Document passage —
────────

Facilitates chromatin transcription (FACT) is a heterodimeric protein complex composed of SSRP1 and Spt16 and was originally identified from its biochemical activity to help RNAPII transcription to elongate on a chromatin template. It is proposed that FACT disrupts the nucleosome in front of the elongating RNAPII and reverts it after progression of the polymerase. We previously identified that FACT is required for CSR. FACT knockdown dramatically reduced CSR efficiency as well as the histone modification H3K4me3, which was subsequently found to be required for CSR.

We recently found that FACT also promotes SHM and accumulates specifically on the SHM target regions on the Ig genes. From candidate-based screening for the SHM-promoting transcription elongation factors, we found that depletion of FACT most strongly reduced the mutation on the SHM reporter transgene in human BL2 lymphoma cells. Importantly, we observed strong FACT occupancy on the immunoglobulin heavy chain (Igh) loci between the V(D)J region and Eµ intronic enhancer, and the 5′ side of the Sµ switch region, both of which accumulate SHM upon AID expression. Meanwhile, FACT occupancy was only weak at highly transcribed non-Ig genes that bear high RNAPII, Spt5, and H3K4me3 occupancies, showing that the FACT accumulation on Igh is a gene-specific event rather than a general feature of transcription. Accumulation of FACT suggested that the nucleosomes in the SHM target region is more rapidly exchanged than those in other regions. Indeed, accumulation of the histone variant H3.3, a hallmark of replication-independent histone turnover, coincided with the FACT enrichment. This dual enrichment of FACT and H3.3 was observed not only in Igh, but also the kappa light chain locus in mouse spleen B cells.

Our previous genome-wide analysis revealed that there are at least 4 non-Ig SHM targets in the BL2 genome that can be mutated as efficiently as the V(D)J region by the C-terminally truncated AID mutant transgene carrying enhanced SHM-inducing activity. We could not observe enriched FACT and H3.3 occupancies on them, and found that these non-Ig loci are not efficiently mutated by the wild-type AID transgene, which can mutate Igh.

Taken together, these data suggest that rapid histone exchange makes the genomic region sensitive targets to SHM. Then, why does SHM prefer nucleosome-unstable regions on the Ig genes? We speculate that the nucleosomal DNA is protected from SHM. Moreover, unwinding DNA from a nucleosome produces one negative supercoil, which can eventually produce non-B DNA that promotes SHM. Whether the artificial enhancement of histone exchange would increase SHM remains to be tested.

────────

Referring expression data
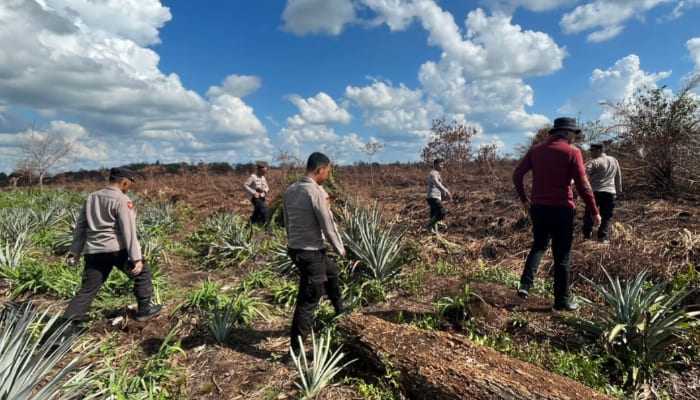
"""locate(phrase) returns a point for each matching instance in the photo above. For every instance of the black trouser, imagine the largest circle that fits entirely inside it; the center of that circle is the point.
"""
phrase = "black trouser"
(606, 205)
(437, 211)
(555, 224)
(318, 274)
(260, 211)
(97, 270)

────────

Tasks to complete —
1. Answer these from the passage on FACT and SHM:
(a) Which two proteins make up the FACT complex?
(b) In which human cells did FACT depletion most strongly reduce mutation on the SHM reporter transgene?
(c) How many non-Ig SHM targets in the BL2 genome did the earlier genome-wide analysis reveal, at minimum?
2. Edit the passage on FACT and SHM starting at "Our previous genome-wide" and ending at "can mutate Igh.". Give that part again with "transgene" replaced by "construct".

Solutions —
1.
(a) SSRP1 and Spt16
(b) BL2 lymphoma cells
(c) At least 4

2.
Our previous genome-wide analysis revealed that there are at least 4 non-Ig SHM targets in the BL2 genome that can be mutated as efficiently as the V(D)J region by the C-terminally truncated AID mutant construct carrying enhanced SHM-inducing activity. We could not observe enriched FACT and H3.3 occupancies on them, and found that these non-Ig loci are not efficiently mutated by the wild-type AID construct, which can mutate Igh.